_AIM OF THE EXERCISE_. Reproduce the financing and capital needs passage below, starting at "the net proceeds" and stopping after "joint venture activity.", and swap "joint venture activity" for "partnership activity".

_EXCERPTED PASSAGE_.
---+---
Future Financing and Capital Needs — Portfolio and Other Activity
As of June 30, 2009, we had 12 new communities under construction, for which a total estimated cost of $395,611,000 remained to be invested. In addition, we had seven wholly owned communities under reconstruction, for which a total estimated cost of $61,157,000 remained to be invested. Substantially all of the capital expenditures necessary to complete the communities currently under construction and reconstruction, as well as development costs related to pursuing Development Rights, will be funded from:
    cash currently on hand, including cash in construction escrows, invested in highly liquid overnight money market funds and repurchase agreements, and short-term investment vehicles;
 
    the remaining capacity under our $1,000,000,000 Credit Facility;
 
    retained operating cash;
 
    the net proceeds from sales of existing communities;
 
    the issuance of debt or equity securities; and/or
 
    private equity funding, including joint venture activity.
Before planned reconstruction activity, including reconstruction activity related to communities acquired by the Fund or Fund II, or the construction of a Development Right begins, we intend to arrange adequate financing to complete these undertakings, although we cannot assure you that we will be able to obtain such financing. In the event that financing cannot be obtained, we may have to abandon Development Rights, write off associated pre-development costs that were capitalized and/or forego reconstruction activity. In such instances, we will not realize the increased revenues and earnings that we expected from such Development Rights or reconstruction activity and significant losses could be incurred.
---+---
_PROVIDED RECORDS_.

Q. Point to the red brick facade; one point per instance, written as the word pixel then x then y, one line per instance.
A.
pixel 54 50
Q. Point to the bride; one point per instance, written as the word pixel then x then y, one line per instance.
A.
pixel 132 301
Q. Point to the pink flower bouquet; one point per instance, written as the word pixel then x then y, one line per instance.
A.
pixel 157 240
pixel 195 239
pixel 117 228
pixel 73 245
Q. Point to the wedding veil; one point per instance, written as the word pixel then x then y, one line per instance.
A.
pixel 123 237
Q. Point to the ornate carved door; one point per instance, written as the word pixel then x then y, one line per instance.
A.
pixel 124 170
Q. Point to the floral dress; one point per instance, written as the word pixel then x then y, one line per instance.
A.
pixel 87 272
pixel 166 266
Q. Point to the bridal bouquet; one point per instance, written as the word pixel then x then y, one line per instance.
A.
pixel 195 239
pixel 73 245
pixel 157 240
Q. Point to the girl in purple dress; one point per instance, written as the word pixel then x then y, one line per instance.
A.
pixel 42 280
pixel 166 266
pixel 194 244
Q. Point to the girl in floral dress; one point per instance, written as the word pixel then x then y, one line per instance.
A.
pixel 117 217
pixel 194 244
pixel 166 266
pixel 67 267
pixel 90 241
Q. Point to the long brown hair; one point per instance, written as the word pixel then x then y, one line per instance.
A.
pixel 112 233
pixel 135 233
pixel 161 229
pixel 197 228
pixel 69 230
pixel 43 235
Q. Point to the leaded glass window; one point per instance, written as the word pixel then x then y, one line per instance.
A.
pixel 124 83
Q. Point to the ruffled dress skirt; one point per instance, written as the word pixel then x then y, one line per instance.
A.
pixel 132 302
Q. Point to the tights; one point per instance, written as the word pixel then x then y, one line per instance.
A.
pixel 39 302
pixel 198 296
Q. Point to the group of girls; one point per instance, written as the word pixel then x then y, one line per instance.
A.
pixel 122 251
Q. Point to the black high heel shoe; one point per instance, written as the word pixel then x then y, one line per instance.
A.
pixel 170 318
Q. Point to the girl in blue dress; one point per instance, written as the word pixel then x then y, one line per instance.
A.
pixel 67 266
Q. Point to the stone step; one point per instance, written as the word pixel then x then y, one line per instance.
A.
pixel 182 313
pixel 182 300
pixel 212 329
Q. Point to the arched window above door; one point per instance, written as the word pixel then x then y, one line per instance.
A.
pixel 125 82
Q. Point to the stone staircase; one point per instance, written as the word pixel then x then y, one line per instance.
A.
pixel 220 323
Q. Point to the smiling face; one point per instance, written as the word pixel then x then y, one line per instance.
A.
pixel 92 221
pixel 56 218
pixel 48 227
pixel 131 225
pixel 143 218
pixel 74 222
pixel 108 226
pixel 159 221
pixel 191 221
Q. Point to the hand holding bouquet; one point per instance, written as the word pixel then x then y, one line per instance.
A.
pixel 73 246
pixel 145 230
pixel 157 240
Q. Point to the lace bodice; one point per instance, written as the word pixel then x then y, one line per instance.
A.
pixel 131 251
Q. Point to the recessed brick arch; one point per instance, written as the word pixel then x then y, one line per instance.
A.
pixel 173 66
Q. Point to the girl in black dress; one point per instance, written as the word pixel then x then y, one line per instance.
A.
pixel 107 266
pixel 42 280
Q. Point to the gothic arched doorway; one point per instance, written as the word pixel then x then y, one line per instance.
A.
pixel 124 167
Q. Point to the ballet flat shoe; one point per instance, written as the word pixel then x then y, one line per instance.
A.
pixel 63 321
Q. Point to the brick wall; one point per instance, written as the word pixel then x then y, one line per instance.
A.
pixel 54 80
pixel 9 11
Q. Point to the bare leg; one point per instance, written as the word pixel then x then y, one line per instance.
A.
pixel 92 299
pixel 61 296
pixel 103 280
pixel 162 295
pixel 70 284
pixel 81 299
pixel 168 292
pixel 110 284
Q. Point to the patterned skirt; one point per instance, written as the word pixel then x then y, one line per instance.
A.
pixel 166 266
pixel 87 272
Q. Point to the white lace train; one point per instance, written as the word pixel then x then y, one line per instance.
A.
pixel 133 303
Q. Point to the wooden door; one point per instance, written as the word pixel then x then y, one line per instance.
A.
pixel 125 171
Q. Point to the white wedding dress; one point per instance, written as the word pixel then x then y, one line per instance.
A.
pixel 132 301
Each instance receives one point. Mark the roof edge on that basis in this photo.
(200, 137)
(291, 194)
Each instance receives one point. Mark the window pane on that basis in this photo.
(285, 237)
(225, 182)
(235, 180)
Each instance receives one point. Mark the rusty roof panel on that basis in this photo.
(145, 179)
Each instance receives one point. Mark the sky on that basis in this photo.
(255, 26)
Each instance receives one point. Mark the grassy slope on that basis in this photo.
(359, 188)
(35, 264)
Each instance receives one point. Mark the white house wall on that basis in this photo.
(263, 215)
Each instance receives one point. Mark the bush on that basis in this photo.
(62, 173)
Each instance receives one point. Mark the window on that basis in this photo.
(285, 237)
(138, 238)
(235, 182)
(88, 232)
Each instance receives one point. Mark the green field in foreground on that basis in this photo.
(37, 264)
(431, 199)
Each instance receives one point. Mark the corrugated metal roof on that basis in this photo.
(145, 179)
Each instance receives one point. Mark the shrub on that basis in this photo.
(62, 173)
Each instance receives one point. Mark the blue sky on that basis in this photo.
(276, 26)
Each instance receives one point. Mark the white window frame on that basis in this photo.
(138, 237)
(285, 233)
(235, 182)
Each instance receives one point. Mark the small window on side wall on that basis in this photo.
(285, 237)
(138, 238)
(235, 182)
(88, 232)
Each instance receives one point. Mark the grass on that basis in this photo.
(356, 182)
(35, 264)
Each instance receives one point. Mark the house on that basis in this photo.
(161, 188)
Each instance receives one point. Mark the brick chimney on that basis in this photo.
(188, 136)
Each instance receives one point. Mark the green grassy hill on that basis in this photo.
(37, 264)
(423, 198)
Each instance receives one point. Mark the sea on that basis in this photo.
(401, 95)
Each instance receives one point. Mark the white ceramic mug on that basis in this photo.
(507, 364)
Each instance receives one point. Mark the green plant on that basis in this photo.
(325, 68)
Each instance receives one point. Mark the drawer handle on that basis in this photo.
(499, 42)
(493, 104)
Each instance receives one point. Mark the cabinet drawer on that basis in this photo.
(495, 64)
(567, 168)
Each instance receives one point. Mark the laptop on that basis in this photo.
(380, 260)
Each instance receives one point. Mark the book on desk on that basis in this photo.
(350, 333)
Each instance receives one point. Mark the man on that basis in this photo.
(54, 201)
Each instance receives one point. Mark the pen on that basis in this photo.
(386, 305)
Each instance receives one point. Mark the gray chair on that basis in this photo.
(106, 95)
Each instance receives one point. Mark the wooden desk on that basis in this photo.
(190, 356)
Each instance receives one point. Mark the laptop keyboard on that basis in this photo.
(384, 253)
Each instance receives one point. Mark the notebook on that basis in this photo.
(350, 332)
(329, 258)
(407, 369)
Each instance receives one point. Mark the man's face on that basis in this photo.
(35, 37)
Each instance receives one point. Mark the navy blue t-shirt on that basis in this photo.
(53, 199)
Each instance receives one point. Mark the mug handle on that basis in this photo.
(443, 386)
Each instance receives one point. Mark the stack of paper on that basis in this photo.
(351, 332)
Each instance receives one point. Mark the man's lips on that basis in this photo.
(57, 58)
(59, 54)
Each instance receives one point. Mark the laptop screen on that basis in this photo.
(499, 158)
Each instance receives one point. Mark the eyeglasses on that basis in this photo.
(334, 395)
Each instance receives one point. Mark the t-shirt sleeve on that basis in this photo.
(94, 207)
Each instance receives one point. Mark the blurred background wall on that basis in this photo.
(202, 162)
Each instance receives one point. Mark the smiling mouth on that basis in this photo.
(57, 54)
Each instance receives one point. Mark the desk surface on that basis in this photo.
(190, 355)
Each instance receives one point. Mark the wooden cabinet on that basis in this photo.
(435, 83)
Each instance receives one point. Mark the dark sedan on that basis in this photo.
---+---
_TASK RESULT_.
the net proceeds from sales of existing communities;
 
    the issuance of debt or equity securities; and/or
 
    private equity funding, including partnership activity.